**Набор заданий**
1. Выпишите из статьи фрагмент от слов «Жизнь, не стала» до слов «О чём жалеешь?» включительно, сохранив текст без изменений.
2. Допишите продолжение статьи с подслушанными разговорами, начиная сразу после её последнего предложения.

**Статья**
....

Жизнь, не стала спорить я.
.
Из подслушаного:
- Маленькими наедимся от пуза чёрной туты, а ещё густо обмажем ей лицо. Прибежим к бабо, она старенькая была, подслеповатая, не узнавала нас, пугалась. Приложит ладонь козырьком ко лбу, прищурится, разглядывает - цыганята вроде? Нет? А чьи тогда будете?
Узнав своих правнуков - страшно ругалась, обзывала безголовыми ишаками. Мы радовались, смеялись. Счастливые дураки…
- О чём жалеешь?
- О том, что пугали её. Знаю, она не обижалась. Но я всё равно сейчас на себя из-за неё обижаюсь.
.
- Наши матери всю жизнь покупали нам трусы с начёсом, до колен, системы «сдохни секс».
- А вы чего?
- Выжили. И даже своим умом пришли к пониманию, что армянская женщина и секс - понятия не взаимоисключающие, а скорее даже одного порядка.
.
- Вот это растение у нас называют травой отшельника. Её коровы не едят.
- Почему?
- Потому что они коровы, а не отшельники!
.
Между двумя дорогими иномарками приткнулся разбитый, насквозь ржавый жигулёнок на последнем издыхании. На боку гордая надпись: "Police".

....

[Записи, взятые из коллекции]
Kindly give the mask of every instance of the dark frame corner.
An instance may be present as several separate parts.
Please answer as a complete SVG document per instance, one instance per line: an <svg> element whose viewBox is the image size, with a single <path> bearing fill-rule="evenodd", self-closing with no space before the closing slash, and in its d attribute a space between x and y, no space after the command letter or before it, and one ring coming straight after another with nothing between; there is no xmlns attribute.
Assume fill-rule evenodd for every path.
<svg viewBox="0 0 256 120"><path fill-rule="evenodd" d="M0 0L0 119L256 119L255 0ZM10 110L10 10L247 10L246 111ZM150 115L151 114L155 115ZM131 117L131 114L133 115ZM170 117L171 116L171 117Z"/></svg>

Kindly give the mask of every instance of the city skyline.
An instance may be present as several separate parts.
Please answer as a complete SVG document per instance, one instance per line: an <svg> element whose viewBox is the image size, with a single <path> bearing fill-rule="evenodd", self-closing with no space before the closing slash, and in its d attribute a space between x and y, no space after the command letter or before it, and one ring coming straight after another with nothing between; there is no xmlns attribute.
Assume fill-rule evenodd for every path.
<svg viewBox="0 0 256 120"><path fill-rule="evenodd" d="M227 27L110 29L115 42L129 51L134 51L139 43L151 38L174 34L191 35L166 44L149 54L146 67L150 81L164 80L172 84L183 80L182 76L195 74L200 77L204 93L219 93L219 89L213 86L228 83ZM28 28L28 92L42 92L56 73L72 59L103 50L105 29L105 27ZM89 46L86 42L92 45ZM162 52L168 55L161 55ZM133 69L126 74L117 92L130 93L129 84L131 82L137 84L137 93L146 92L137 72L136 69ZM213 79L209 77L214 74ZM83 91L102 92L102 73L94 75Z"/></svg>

....

**Результаты**
1.
Жизнь, не стала спорить я.
.
Из подслушаного:
- Маленькими наедимся от пуза чёрной туты, а ещё густо обмажем ей лицо. Прибежим к бабо, она старенькая была, подслеповатая, не узнавала нас, пугалась. Приложит ладонь козырьком ко лбу, прищурится, разглядывает - цыганята вроде? Нет? А чьи тогда будете?
Узнав своих правнуков - страшно ругалась, обзывала безголовыми ишаками. Мы радовались, смеялись. Счастливые дураки…
- О чём жалеешь?

2.
Всё, что вы хотели знать об Армении.
.
Уезжаю, оставив своё матевосяновское сердце в горах.
В Ереване знойное лето. Есть невозможно, спать - тоже. Но голодной оставаться нельзя, может разболеться голова. Заказываю кофе и гату в номер. Гата в «Республике» совершенно фантастическая, её подают горячей, со взбитым сцеженным мацуном и клубникой. Девочка заносит в номер поднос, косится на мой открытый ноутбук:
- Пишете?
- Пишу.
- Про Берд?
- Да.
Уходит, довольная.
В Армении ты везде немного ребенок и каждый тебе немного взрослый: «Пишешь, бала джан? Молодец! Ты главное не отвлекайся, пиши!»
В этой стране каждый тебе немного ангел-хранитель.